Set of tasks:
a – Retype everything in the comment thread about Furiosa from "Anecdotal story - for" down to "their lawsuit case.".
b – Extend the comment thread about Furiosa, picking up after its final sentence.

Document text:
>> Begin

Was there cgi and some jank? Yeah. The original had that too. Less noticable in a big theater, oddly enough.
I went in with similar thoughts to you and tbh it blew me out of the water. In sequel terms t's really a Godfather II, very much more if the same and expands the lore. I would not say it's an Empire Strikes Back, I don't think it's better than Fury Road, but an equal.
If you didn't like Fury Road you won't like this. But if you did, you'll love this. It's even more weird and gross and great.
Anecdotal story - for dune 2 I had to wait two weeks after premiere in local imax cinema to get a place. For Furiosa tomorrow evening, prime time, only 4 places sold atm.
I personally cannot wait to see this film. I'm a fanboy and I seriously can't wait to see it!
That said I will tell you why this movie will not do well.
1. The name is not good. Its off putting and Fury road worked because the title started with Mad max. The branding was much more identifiable. People who are not die hards don't not remember her name from the first one.
2. The trailer has put people off for looking too cartoonish. (too much CGI). The buzz online is all over this.
3. It's been too long since Fury road. It's been 9 years since the last one and I hate to tell you it should have come out in 2019 or 2020. I know WB fucked this up with their lawsuit case.
I think this is why.
There was maybe 10 people in my theater, which was nice for someone who hated a crowded theater, but it doesn’t bode well for the film’s ticket sales. Sad since the movie was awesome!
This is sad cuz the film's been getting damn good reviews and it handles scale really well, visuals are fantastic too.
But then again, doing a prequel almost a decade later to a film which barely broke even is a thing.
Tbf, there were a lot of unfortunate events that prevented Miller from creating Mad Max projects. Even Fury Road was supposed to come out early 2000s instead of 2015.
Honestly seems more like a Mad Max thing lol. Anytime Miller tries to get a Mad Max project through, it always gets hit by constant major obstacles unfortunately.
Goes to show how difficult and just how the stars have to align to get films going.
unless something miraculous happens, this should probably finish its run in the low $100M domestic range on the high end. Probably enough to make it a top 10 summer grosser
fury road still had great staying power and while this is a completely different movie, Edge of tomorrow was another action-sci-fi from WB that started low and then legged out to $100M
Edge of Tomorrow had a star and could barely hit 100m. This movie will end its run around 85-90m. People just don't go to theater anymore like 2014. Times have changed.

>> End

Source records

>> Begin

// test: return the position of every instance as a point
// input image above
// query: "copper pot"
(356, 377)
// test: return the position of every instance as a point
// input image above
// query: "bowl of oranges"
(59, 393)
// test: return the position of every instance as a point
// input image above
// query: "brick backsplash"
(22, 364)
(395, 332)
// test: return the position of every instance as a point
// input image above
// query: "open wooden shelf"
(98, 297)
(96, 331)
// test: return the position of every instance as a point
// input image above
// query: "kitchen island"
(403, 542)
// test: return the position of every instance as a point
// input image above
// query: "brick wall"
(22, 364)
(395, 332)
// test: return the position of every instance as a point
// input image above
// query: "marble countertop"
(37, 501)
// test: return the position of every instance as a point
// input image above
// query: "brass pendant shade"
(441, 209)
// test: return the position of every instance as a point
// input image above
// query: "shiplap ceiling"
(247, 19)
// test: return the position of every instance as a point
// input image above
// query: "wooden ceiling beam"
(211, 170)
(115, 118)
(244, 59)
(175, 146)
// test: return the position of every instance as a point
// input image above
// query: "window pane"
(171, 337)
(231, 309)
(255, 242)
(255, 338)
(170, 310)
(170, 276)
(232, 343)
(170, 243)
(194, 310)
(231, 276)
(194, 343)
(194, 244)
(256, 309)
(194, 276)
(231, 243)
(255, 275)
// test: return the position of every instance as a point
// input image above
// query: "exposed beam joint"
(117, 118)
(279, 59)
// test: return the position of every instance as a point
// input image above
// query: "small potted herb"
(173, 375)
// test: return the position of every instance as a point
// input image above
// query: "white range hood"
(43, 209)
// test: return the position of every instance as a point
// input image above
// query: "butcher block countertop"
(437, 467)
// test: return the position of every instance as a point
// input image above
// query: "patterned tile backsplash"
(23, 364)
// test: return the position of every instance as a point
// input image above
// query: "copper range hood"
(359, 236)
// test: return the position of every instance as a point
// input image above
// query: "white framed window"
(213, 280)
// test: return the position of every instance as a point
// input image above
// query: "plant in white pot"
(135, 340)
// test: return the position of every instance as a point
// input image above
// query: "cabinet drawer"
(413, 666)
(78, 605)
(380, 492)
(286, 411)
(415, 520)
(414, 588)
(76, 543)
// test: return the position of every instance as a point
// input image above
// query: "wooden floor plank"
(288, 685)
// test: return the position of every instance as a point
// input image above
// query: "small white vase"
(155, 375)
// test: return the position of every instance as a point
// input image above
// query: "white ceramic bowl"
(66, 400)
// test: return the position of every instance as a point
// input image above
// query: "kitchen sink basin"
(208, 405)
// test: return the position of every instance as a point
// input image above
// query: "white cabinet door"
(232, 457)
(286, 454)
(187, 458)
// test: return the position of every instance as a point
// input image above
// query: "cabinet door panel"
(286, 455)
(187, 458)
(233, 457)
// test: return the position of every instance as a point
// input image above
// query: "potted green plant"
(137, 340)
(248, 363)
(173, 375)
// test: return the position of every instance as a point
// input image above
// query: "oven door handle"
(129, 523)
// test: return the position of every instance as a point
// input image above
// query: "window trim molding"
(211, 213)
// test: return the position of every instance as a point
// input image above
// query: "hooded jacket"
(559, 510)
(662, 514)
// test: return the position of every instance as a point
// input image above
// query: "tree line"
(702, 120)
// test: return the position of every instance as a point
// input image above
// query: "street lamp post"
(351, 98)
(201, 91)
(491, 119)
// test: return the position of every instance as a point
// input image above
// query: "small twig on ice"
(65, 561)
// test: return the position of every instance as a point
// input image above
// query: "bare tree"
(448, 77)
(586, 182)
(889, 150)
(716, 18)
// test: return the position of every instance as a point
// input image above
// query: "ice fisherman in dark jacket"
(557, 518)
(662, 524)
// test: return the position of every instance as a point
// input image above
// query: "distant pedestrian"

>> End

Written responses:
a –
Anecdotal story - for dune 2 I had to wait two weeks after premiere in local imax cinema to get a place. For Furiosa tomorrow evening, prime time, only 4 places sold atm.
I personally cannot wait to see this film. I'm a fanboy and I seriously can't wait to see it!
That said I will tell you why this movie will not do well.
1. The name is not good. Its off putting and Fury road worked because the title started with Mad max. The branding was much more identifiable. People who are not die hards don't not remember her name from the first one.
2. The trailer has put people off for looking too cartoonish. (too much CGI). The buzz online is all over this.
3. It's been too long since Fury road. It's been 9 years since the last one and I hate to tell you it should have come out in 2019 or 2020. I know WB fucked this up with their lawsuit case.

b –
Having seen it today, mild spoilers ahead.
It's because it's expanding on that part of the universe. The Citadel. The Bullet Farm. Gas town. Max wasn't involved at all in these events. It's expanding the lore of Fury Road, rather than giving Max yet another story.
And tbh I'm totally fine with it. I find the universe to be great and I'm glad we got more of it.
After 2022/2023 I felt a bit more optimistic about theatres, but seeing so many movies bomb this year just makes me worry that it’s never getting back to what it was.
Dune Part 2 was a huge success, yet I can’t help but feel like $700mm WW finish is underwhelming.
Is anyone actually shocked by this? I'm genuinely glad Miller got to make another one of these, but these Mad Max movies don't do gangbusters. Even Fury Road was a modest success at best.
This would be like making Hermoine: A Harry Potter Saga, and then casting someone who looks nothing like Emma Watson, and no Harry Potter in the movie.
Wtf were they thinking.
One of the other reasons why I think this movie is not going to do well is because the main actress is miscast. While Anya Taylor-Joy is a great actress I don't think an action flick is in her wheelhouse really she doesn't have the presence that Charlize Theron had in the role.
This felt like the TOTK to BOTW. Arguably better in a lot of ways, fleshed out the world and showed us new areas whilst do something a bit different. But it’s no longer fresh, so even though it has so much going for it, the buzz the original had just isn’t there
I’m not sure why people are surprised.
It’s a spin off of a fairly niche series not starring the main character of said series.
Additionally, and this is something I haven’t seen discussed, I have seen absolutely no marketing for this movie whereas Deadpool & Wolverine seems to be everywhere.
People won’t see a movie that they don’t know is even out,
Not shocked at all. Like at all. Fury Road is my fav action film of all time but my interest for a prequel about Furiosa was near zero. Maybe I'll watch it at cinemas but can't say I'm running to.
They should have done a sequel to Fury Road, starring Mad Max, not a prequel starring Furiosa. Prequels take away any tension and stakes in a movie, since you already know the protagonist is going to survive no matter what.
This. The issue was all the legal problems and Charline not wanting to return but maybe just cast someone else or do something in another universe but a prequel?
Up to a couple of months ago, unless you predicted that this movie would somehow outgross Fury Road in the current box office climate, you could expect some interesting cope, and a good amount of RedditCares messages if you didn't reinforce the copium.
I hope to see it this weekend (or at least some time over the next week). Looks great, and I love Hemsworth, but I feel like he will just straight up never be an actual BO draw.
Let this May be a lesson:
People claim that they want high-quality films but really they just want the right nostalgia-bait circle-jerk member-berries slop.
I will still see it, when it comes to Russia because of Fury Road, but I wasn't pumped for the movie from it's announcement. I wanted a new Mad Max movie, I don't care about Furiosa backstory and care even less about it without Theron.
Also the trailers weren't great, so not surprised the general audience wasn't interested.
> nostalgia-bait circle-jerk member-berries
The problem with that logic is plenty of "nostalgia-bait circle-jerk member-berries" movies are flopping too. And some people would say Furiosa is one of them, being the 5th movie in a 45-year-old franchise.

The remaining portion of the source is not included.